▶ [Activity] Write out the entries exactly, leaving out every picture.

%%

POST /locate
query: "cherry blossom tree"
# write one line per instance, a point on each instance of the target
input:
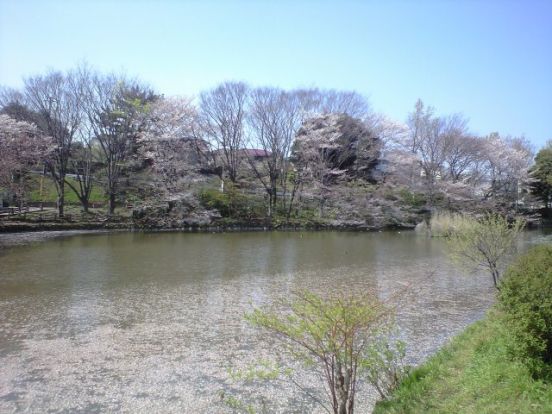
(22, 146)
(222, 116)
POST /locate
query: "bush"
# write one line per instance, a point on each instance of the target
(526, 299)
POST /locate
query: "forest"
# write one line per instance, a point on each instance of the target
(251, 156)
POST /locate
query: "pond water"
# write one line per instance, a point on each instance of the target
(151, 322)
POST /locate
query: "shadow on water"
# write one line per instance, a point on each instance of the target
(148, 322)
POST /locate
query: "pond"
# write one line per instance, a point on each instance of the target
(152, 322)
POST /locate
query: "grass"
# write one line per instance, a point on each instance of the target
(473, 374)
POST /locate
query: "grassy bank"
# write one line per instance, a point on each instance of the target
(473, 374)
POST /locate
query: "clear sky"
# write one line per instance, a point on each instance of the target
(490, 60)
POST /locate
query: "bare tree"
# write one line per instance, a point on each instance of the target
(316, 101)
(273, 120)
(55, 96)
(115, 109)
(222, 114)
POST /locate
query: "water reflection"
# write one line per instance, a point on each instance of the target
(150, 322)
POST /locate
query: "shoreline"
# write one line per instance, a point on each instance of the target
(20, 227)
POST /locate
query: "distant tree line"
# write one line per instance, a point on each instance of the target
(99, 129)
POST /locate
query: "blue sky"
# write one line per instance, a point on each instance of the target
(490, 60)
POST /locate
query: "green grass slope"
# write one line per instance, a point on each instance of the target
(473, 374)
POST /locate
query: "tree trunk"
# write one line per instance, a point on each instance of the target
(61, 200)
(111, 203)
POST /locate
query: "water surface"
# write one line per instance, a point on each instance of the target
(134, 322)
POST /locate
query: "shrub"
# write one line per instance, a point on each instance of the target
(488, 243)
(526, 299)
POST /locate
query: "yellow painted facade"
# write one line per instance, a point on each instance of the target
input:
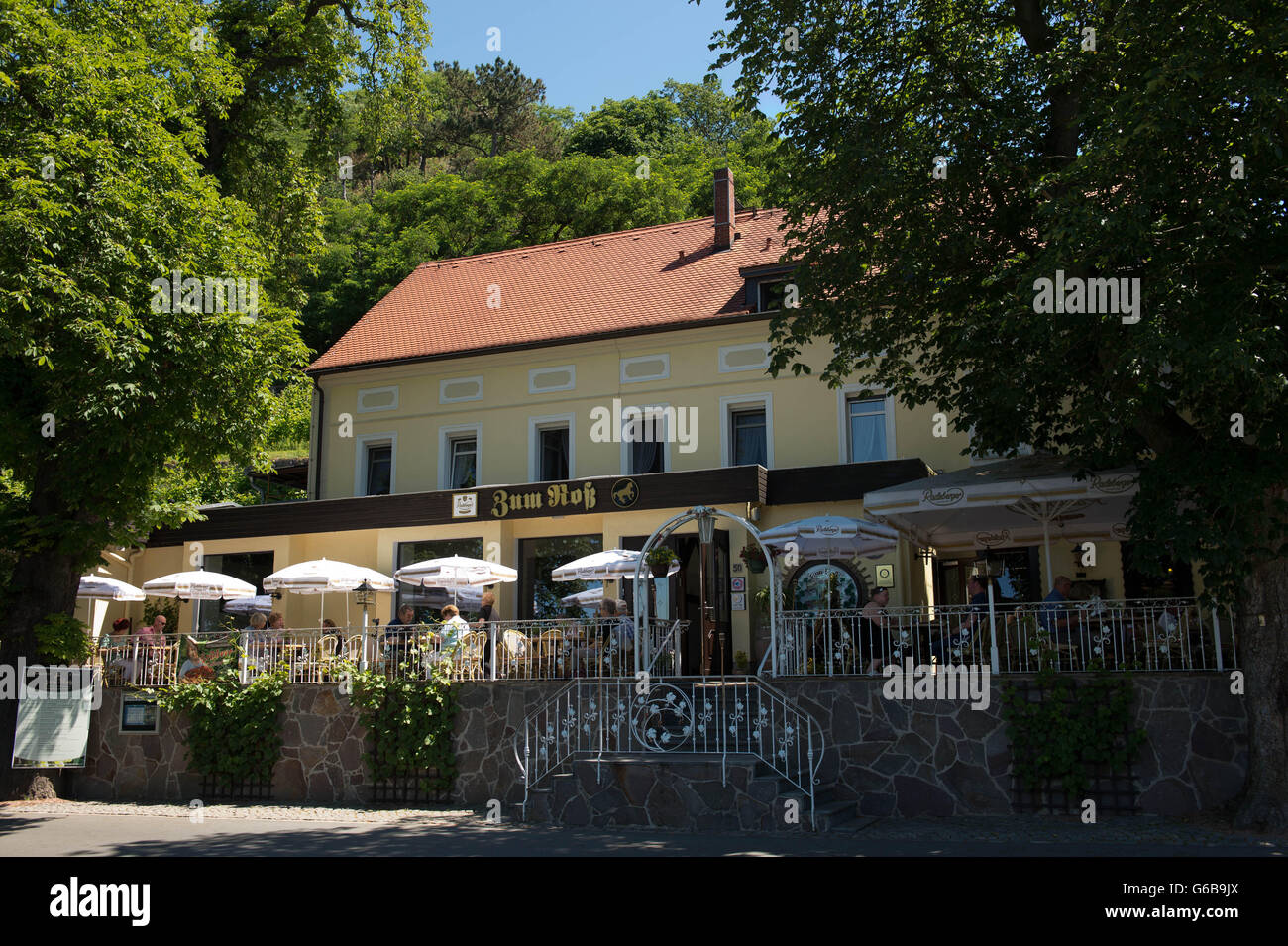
(704, 369)
(806, 416)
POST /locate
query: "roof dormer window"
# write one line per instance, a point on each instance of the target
(769, 293)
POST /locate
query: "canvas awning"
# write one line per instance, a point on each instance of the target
(1010, 502)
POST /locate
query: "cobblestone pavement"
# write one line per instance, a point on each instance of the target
(95, 828)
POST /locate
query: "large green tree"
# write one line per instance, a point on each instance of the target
(1102, 139)
(117, 396)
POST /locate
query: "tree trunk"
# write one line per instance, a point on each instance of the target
(1263, 656)
(43, 583)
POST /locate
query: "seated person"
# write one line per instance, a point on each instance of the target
(1054, 617)
(194, 667)
(625, 627)
(452, 630)
(977, 617)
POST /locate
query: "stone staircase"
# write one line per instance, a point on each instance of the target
(691, 755)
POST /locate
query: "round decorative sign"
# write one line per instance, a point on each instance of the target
(625, 493)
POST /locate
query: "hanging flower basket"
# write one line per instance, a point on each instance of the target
(658, 562)
(754, 558)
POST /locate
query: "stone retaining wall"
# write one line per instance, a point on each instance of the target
(894, 758)
(322, 755)
(938, 757)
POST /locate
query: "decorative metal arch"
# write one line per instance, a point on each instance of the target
(702, 515)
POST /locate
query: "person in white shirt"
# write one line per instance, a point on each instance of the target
(452, 630)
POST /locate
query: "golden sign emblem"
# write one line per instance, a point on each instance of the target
(625, 493)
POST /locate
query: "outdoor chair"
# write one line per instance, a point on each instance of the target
(550, 648)
(160, 663)
(327, 653)
(515, 654)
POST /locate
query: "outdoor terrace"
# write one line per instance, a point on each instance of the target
(1160, 635)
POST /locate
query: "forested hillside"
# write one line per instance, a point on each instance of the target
(462, 161)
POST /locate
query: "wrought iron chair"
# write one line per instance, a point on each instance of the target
(471, 654)
(516, 654)
(160, 663)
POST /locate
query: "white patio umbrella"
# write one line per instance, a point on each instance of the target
(103, 588)
(1010, 502)
(198, 585)
(584, 598)
(832, 537)
(322, 576)
(610, 566)
(455, 572)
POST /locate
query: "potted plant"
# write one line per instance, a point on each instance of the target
(754, 558)
(658, 560)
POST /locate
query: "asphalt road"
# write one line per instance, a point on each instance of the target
(467, 834)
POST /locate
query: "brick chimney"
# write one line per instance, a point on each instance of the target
(724, 209)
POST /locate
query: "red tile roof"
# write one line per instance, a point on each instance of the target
(591, 286)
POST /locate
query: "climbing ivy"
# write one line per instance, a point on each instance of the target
(410, 723)
(1076, 725)
(233, 731)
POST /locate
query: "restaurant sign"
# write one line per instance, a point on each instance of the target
(562, 498)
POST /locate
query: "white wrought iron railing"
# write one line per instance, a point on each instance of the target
(555, 649)
(671, 714)
(666, 652)
(1131, 635)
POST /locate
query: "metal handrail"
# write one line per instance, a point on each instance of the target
(1153, 635)
(671, 716)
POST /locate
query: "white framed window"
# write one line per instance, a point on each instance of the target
(769, 293)
(375, 464)
(558, 378)
(754, 357)
(645, 368)
(649, 431)
(458, 389)
(866, 425)
(377, 399)
(747, 430)
(552, 448)
(459, 456)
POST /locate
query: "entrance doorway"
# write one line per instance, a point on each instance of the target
(686, 600)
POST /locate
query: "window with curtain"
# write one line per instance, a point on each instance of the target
(464, 463)
(645, 437)
(647, 457)
(249, 567)
(380, 459)
(540, 596)
(867, 429)
(553, 454)
(747, 438)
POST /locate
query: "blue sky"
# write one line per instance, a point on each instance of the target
(587, 51)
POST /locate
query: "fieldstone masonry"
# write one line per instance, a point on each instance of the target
(322, 755)
(889, 757)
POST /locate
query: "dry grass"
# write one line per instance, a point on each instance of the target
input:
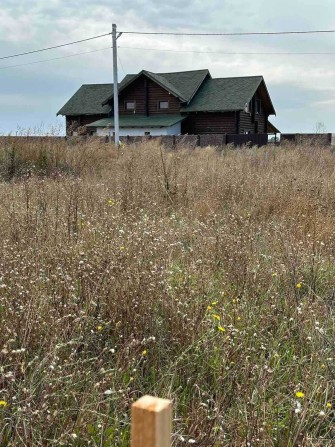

%%

▶ [Answer area]
POST /locate
query: "cherry blossom tree"
# write one line per instance, a point on each instance of the target
input:
(22, 146)
(222, 116)
POST /locate
query: "bush"
# write one line per instance, a point on each instance of the target
(526, 299)
POST /locate
query: "forest"
# write one line per instance, a point on each instance of the target
(251, 156)
POST /locate
query: "pond water"
# write one line per instance, a point on each instance of the target
(151, 322)
POST /locate
query: "shadow on water"
# write one line per instance, a point on each instance of the target
(148, 322)
POST /locate
query: "pond"
# write one line per instance, a point on each instance of the target
(152, 322)
POST /locate
query: "grass"
# write one line per instance, a point on each instance of the target
(473, 374)
POST /locate
query: "grassy bank"
# write one line per instance, a point on each instance of the target
(473, 374)
POST /locate
query: "clear sky"
# write one line per instance, a point on each instance of the target
(490, 60)
POST /locate
query: "bare tree"
# write one line per instance, a point on each instance of the target
(316, 101)
(273, 120)
(55, 96)
(115, 109)
(222, 114)
POST /locate
query: "water reflection"
# write one line per instance, a point on each instance of the target
(150, 322)
POST /locate
query: "shoreline"
# write one line per instance, a point on each instance of the target
(20, 227)
POST /locate
query: "distant tree line"
# write one line per instance, a point on each instance of the target
(99, 129)
POST /locate
query: "blue sky"
# write one line per instance, a point on each instance of the target
(490, 60)
POST /locate
query: "green grass slope"
# write one line per instance, a point on each instance of the target
(473, 374)
POST /locate
query: "tree trunk"
# write one line per instance, a point on each instance of the target
(61, 200)
(111, 203)
POST /locate
query: "water surface"
# write one line per instance, a point on each instance of the target
(134, 322)
POST /locate
query: "shrub"
# write one line per instance, a point on each instance of the target
(488, 243)
(526, 299)
POST /locate
query: "yellow painted facade"
# write one line per instance, a point on each instance of the target
input:
(704, 369)
(806, 416)
POST /locate
query: "roof dormer window"
# write one line per instance, a point on each instance of the target
(769, 293)
POST /locate
query: "canvas awning"
# write one line per instance, a point on each instance of the target
(1010, 502)
POST /locate
query: "cobblestone pavement"
# write one line per instance, a point on each instance of the target
(95, 828)
POST /locate
query: "large green tree"
# write one line per instance, a point on each instance of the target
(1102, 139)
(117, 396)
POST /locate
query: "tree trunk"
# write one line per instance, a point on each instance of the target
(1263, 656)
(43, 583)
POST /locate
query: "seated person"
# write one line per instance, a point on each instance of the target
(1054, 617)
(194, 667)
(625, 627)
(452, 630)
(977, 617)
POST /locate
query: "stone staircase"
# write one line per instance, a point on each instance of the target
(691, 755)
POST /locate
query: "round decorative sign"
# write one line per instance, a point on each instance of the target
(625, 493)
POST /locate
query: "hanging flower basket"
# write one line per instance, a point on each instance of the target
(658, 562)
(754, 558)
POST /locate
query: "stone retaining wall"
# write one line per instance, a point on each instance of the target
(894, 758)
(322, 755)
(938, 757)
POST /locate
query: "decorative metal arch"
# write one line per instance, a point on each instance of the target
(702, 515)
POST /locate
query: "person in white shirt"
# write one line per instance, a point on each instance of the target
(452, 630)
POST /locate
query: "golden sign emblem"
# write one line per instance, a point on each instance of the target
(625, 493)
POST /locate
query: "outdoor chair"
# write one line per instance, a point on each instance of the target
(550, 648)
(160, 663)
(327, 653)
(515, 654)
POST /locate
query: "outdoor terrace"
# write one line per instance, a point on each instance of the target
(1160, 635)
POST /locate
query: "forested hillside"
# write one line per instance, a point on each instance of the target
(462, 161)
POST /locate
query: "wrought iron chair"
# write one line per instance, a point on each instance of the target
(471, 654)
(516, 654)
(160, 663)
POST /locate
query: "white patio umbrella"
# write one line per instance, a point on each instance of the target
(103, 588)
(1010, 502)
(198, 585)
(584, 598)
(832, 537)
(322, 576)
(610, 566)
(455, 572)
POST /locate
query: "potted plant"
# write one line per instance, a point on each instance of the target
(754, 558)
(658, 560)
POST /locate
query: "asphalt road"
# write one line per instance, a point on each instance of the target
(467, 834)
POST /locate
query: "brick chimney"
# write one line per instance, a point on each instance of the target
(724, 209)
POST /locate
query: "red tile roof"
# write one line per instance, a point on each instance of the target
(591, 286)
POST /locate
query: "climbing ivy"
# write one line per instance, a point on each instance of the target
(410, 723)
(1076, 725)
(233, 731)
POST /locate
query: "restaurant sign"
# write one line per instance, a point on each instance of the target
(562, 498)
POST /locate
query: "white wrought iron railing"
# write one line per instance, a point on each instance of the target
(555, 649)
(671, 714)
(666, 652)
(1131, 635)
POST /locate
query: "metal handrail"
# write one line per instance, a point on each instance of the target
(1153, 635)
(671, 716)
POST /locate
query: "white framed window"
# write one line per instance, a point on each instance of the target
(769, 293)
(375, 464)
(558, 378)
(754, 357)
(645, 368)
(649, 431)
(458, 389)
(866, 425)
(377, 399)
(747, 430)
(552, 448)
(459, 456)
POST /locate
query: "entrance doorway"
# write one line per instance, a point on each instance of the target
(686, 600)
POST /locate
query: "window with curtain"
# write one line per instance, a point on each instance of the target
(464, 463)
(645, 437)
(647, 457)
(249, 567)
(380, 459)
(540, 596)
(867, 429)
(553, 454)
(747, 438)
POST /locate
query: "blue sky"
# write one line per instance, a point on each instance of the target
(587, 51)
POST /locate
query: "fieldstone masonry"
# write one line per instance, a point on each instance of the target
(322, 755)
(889, 757)
POST /locate
query: "dry grass"
# write one line per instance, a point on each instance of the target
input:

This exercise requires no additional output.